> _Bloc de texte_:

---

Public et critiques sont rarement d’accord, mais le biopic « Reagan » les divise particulièrement aux Etats-Unis, en pleine campagne présidentielle et 20 ans après la mort du président adulé par la droite conservatrice américaine.
Le film, qui retrace la vie du président républicain des Etats-Unis entre 1981 et 1989, affiche sur le site « Rotten Tomatoes » une semaine après sa sortie une note de 98% d’avis favorables de la part des spectateurs, mais de seulement 21% chez les critiques professionnels. Car pour beaucoup de ces derniers, « Reagan » est avant tout une hagiographie bancale qui passe à côté des défauts d’un dirigeant controversé. Des milliers de fans accusent eux les critiques de faire preuve d’élitisme en dénigrant un film « inspirant » et « patriotique » en raison de leur penchant supposé à gauche. « On y met de la politique, et tout d’un coup le film devient extrêmement biaisé », fait lui aussi valoir le réalisateur Sean McNamara. En lisant de nombreuses critiques, il a déclaré s’être « rendu compte » que c’était davantage la figure de Ronald Reagan qui était attaquée que la réalisation du film. Cette discorde entre public et critiques est même devenue un argument vendeur. Dans un communiqué, le film se targue d’être « le plus grand fossé entre les critiques et les fans dans l’histoire du cinéma hollywoodien ».

---

> _À faire_:
• 1. Pouvez-vous réécrire plus brièvement le paragraphe de l'article sur le biopic « Reagan » qui commence par « Le film, qui retrace », en conservant ses faits principaux ?
• 2. Pouvez-vous écrire la suite de l'article sur le biopic « Reagan », à partir de sa dernière phrase ?
Les lignes qui suivent proviennent d'une autre source.

---

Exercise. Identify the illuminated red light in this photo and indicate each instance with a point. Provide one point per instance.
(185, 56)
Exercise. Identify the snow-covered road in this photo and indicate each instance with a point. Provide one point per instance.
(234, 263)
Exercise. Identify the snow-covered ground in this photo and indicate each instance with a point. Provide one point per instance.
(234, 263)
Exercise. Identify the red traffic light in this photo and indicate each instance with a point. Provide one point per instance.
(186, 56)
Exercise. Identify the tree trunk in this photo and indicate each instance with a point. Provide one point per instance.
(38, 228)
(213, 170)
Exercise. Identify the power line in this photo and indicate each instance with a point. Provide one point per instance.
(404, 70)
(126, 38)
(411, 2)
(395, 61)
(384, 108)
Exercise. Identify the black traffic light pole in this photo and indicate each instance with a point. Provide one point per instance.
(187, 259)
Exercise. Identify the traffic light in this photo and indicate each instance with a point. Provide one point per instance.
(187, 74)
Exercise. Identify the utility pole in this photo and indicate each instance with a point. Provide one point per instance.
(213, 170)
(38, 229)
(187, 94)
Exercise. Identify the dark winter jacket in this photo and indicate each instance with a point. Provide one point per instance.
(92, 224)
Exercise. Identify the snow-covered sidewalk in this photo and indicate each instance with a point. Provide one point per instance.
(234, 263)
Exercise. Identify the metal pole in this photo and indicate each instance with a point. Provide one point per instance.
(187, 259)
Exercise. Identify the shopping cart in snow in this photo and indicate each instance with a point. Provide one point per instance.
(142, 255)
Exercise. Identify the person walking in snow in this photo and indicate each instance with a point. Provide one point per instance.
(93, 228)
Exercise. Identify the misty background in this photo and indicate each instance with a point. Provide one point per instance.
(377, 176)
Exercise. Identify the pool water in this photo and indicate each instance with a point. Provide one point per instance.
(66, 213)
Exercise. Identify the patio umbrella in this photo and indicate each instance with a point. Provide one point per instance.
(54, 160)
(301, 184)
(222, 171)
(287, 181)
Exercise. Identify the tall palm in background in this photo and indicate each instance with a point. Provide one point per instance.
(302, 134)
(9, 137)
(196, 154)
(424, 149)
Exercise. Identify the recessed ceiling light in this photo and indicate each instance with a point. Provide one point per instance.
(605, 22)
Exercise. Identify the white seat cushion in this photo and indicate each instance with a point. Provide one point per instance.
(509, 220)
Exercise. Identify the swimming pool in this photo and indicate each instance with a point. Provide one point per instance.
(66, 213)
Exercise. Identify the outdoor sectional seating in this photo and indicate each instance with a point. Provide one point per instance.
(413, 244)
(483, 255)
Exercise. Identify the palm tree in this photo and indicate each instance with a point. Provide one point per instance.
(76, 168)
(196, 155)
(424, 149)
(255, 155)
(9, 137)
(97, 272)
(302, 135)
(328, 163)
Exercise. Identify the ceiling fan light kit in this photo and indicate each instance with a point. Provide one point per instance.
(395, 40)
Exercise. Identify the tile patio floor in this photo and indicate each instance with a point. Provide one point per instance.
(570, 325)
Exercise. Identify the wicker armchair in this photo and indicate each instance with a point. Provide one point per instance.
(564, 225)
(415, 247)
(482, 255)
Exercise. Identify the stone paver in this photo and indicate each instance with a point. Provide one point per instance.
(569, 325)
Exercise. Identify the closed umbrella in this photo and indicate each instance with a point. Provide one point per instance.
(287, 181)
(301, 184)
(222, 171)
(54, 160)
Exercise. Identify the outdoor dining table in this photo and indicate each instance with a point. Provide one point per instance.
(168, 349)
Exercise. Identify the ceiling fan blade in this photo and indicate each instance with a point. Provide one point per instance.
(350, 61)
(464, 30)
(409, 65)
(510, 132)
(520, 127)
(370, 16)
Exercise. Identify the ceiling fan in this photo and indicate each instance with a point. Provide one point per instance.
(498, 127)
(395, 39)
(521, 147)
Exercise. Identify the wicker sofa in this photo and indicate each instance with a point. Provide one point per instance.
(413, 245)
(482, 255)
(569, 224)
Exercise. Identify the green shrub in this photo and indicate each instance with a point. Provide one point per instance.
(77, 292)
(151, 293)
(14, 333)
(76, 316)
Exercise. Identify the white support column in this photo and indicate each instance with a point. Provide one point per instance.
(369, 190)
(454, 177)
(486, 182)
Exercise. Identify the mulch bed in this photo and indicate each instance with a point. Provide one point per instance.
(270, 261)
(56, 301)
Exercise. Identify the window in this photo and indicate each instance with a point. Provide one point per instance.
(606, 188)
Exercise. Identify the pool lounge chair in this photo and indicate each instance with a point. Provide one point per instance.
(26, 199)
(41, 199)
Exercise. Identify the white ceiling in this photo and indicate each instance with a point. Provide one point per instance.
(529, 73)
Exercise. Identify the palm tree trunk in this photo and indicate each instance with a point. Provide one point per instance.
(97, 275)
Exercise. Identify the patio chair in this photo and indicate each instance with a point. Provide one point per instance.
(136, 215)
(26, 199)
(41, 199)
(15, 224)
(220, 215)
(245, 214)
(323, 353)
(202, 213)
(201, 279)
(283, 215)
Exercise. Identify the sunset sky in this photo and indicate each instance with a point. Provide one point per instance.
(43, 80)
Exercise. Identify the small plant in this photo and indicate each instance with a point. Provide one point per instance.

---

> _Réponses aux tâches_:
• 1. Une semaine après sa sortie, « Reagan », qui retrace la vie du président républicain de 1981 à 1989, recueille sur Rotten Tomatoes 98 % d'avis favorables chez les spectateurs contre 21 % chez les critiques professionnels. Beaucoup de critiques y voient une hagiographie bancale qui occulte les défauts d'un dirigeant controversé. Des milliers de fans leur reprochent en retour un élitisme lié à un supposé penchant à gauche. Le réalisateur Sean McNamara juge que c'est surtout la figure de Ronald Reagan qui est attaquée, plutôt que la réalisation. Le film fait même de ce désaccord un argument de vente en se présentant comme « le plus grand fossé entre les critiques et les fans dans l'histoire du cinéma hollywoodien ».

• 2.
Pure coïncidence
La sortie, à l’approche d’une présidentielle qui s’annonce très serrée en novembre, contribue aussi à ce décalage et à l’intérêt même qui lui est porté. Les 10 millions de dollars de recettes du film lors du premier week-end d’exploitation sont « supérieurs à la moyenne » pour un biopic politique, observe David A. Gross, analyste du box-office. Dans le film, Dennis Quaid (« L’Enfer du dimanche », « Wyatt Earp », « Le Jour d’après »…) incarne un Ronald Reagan dont la vie est retracée de son enfance à son double mandat à la Maison Blanche, en passant par sa carrière d’acteur hollywoodien. Pour les réalisateurs, la sortie du film — au moment de l’une des campagnes présidentielles les plus crispées de l’histoire américaine — est une pure coïncidence. Le film a été annoncé pour la première fois en 2010, puis tourné en 2020, avant d’être encore retardé par la pandémie de Covid-19 et les grèves à Hollywood. « Si vous regardez ce film à travers le prisme d’une année sans élection… vous le regarderiez, je pense, juste comme un film », a encore affirmé le réalisateur Sean McNamara. « Aujourd’hui, quand les gens le regardent, ils ne peuvent s’empêcher de voir les similitudes » avec le contexte actuel.
« Choqué par les ressemblances »
Et il y en a: le film commence par la tentative d’assassinat sur Ronald Reagan en 1981, souvenir ravivé récemment par les tirs qui ont visé cet été Donald Trump. Il montre également un Ronald Reagan confronté à des manifestations sur des campus et à des questions lors de sa campagne de réélection sur son âge avancé. Autant de sujets auxquels Joe Biden a également été confronté cette année. « Ces choses se sont produites soudainement au cours des derniers mois », fait remarquer Sean McNamara. « Alors même moi, quand je regarde le film aujourd’hui, je me dis +wahou, c’est un peu ce qui se passe aujourd’hui+. J’ai été choqué par les ressemblances ».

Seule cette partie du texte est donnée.